— start of Text provided —
The \pkg{MM} package associated with this article provides
\proglang{R} functionality for assessing the multiplicative
multinomial and multivariate binomial.
We have provided user-friendly wrappers to expedite use of the
distributions in a data analysis setting.

The \pkg{MM} package uses an object-oriented approach: The set of free
parameters (one vector, one upper-diagonal matrix) is not a standard
\proglang{R} object, and is defined to be an object of \proglang{S4}
class \code{paras}.  The objects thus defined are user-transparent and
a number of manipulation methods are provided in the package.

For example, consider Equation~\ref{mult_mult} with~$k=5$
and~$p_i=\frac{1}{5}$ , $1\leqslant i\leqslant 5$ and~$\theta_{ij}=2$
for~$1\leqslant i<j\leqslant 5$.  This distribution would be
underdispersed compared with the corresponding multinomial.  It is
straightforward to create an object corresponding to the parameters
for this distribution using the package:


<<setstuff,echo=F>>=
options('digits'=5)
@ 

<<startup,echo=TRUE>>=
library("MM")
pm1 <- paras(5,pnames=letters[1:5])
theta(pm1) <- 2
pm1
@ 

Now we may sample repeatedly from the distribution (sampling is quick
because it does not require evaluation of the normalization constant).
Consider~$y=20$:

<<randomsample,echo=TRUE>>=
set.seed(0)
(sample1 <- rMM(n=10, Y=20, paras=pm1))
— end of Text provided —
— start of Recorded data —
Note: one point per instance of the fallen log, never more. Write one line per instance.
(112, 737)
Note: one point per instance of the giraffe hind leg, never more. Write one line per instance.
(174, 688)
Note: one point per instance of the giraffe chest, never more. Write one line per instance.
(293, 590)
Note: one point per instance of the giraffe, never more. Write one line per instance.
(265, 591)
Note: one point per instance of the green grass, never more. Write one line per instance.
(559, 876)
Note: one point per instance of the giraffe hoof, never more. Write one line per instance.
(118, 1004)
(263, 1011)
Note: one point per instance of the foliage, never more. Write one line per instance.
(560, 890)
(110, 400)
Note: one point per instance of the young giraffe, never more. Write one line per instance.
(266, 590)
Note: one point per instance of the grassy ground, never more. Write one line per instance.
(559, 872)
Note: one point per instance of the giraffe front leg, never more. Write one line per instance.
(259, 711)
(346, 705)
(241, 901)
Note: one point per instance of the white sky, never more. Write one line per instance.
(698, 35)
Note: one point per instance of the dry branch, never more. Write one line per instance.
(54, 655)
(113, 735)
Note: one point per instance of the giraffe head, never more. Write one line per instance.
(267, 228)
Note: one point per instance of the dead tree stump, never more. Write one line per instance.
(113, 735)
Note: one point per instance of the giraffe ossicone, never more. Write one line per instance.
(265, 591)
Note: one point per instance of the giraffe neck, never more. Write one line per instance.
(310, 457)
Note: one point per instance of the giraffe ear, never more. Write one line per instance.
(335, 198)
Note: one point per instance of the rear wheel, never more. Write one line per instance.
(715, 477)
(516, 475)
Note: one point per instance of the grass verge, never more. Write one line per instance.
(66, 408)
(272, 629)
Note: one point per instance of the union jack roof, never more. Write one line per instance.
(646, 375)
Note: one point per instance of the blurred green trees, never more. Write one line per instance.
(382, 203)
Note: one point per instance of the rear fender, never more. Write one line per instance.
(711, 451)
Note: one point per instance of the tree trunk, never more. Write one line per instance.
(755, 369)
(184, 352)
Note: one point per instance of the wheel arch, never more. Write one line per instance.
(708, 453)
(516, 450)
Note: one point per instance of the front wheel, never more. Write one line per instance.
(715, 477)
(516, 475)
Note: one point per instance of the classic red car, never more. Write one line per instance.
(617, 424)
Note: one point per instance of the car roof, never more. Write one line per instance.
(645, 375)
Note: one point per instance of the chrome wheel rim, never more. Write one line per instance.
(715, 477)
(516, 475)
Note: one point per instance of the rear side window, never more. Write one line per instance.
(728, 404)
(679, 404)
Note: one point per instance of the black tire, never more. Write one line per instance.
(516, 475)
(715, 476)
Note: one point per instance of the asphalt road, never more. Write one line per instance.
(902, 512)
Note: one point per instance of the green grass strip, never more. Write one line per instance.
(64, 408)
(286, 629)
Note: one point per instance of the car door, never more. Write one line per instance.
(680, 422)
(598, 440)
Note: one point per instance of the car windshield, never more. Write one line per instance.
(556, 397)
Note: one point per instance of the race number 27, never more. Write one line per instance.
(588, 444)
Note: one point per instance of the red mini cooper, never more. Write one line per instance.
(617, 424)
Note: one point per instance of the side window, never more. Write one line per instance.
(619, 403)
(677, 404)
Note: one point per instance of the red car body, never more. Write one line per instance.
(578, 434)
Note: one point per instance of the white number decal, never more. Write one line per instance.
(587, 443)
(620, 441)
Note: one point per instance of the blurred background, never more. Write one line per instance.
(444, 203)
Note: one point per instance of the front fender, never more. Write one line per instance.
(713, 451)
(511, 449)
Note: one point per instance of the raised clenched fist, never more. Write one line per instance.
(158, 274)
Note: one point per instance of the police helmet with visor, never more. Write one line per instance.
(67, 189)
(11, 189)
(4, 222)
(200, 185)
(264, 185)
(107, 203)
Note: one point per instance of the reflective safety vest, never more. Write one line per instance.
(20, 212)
— end of Recorded data —
Problem statement.
Rewrite the MM package text from "Now we may sample" to "set.seed(0)", putting "fast" in place of "quick". The listing comes from a source unrelated to the MM package text.

Task solution.
Now we may sample repeatedly from the distribution (sampling is fast
because it does not require evaluation of the normalization constant).
Consider~$y=20$:

<<randomsample,echo=TRUE>>=
set.seed(0)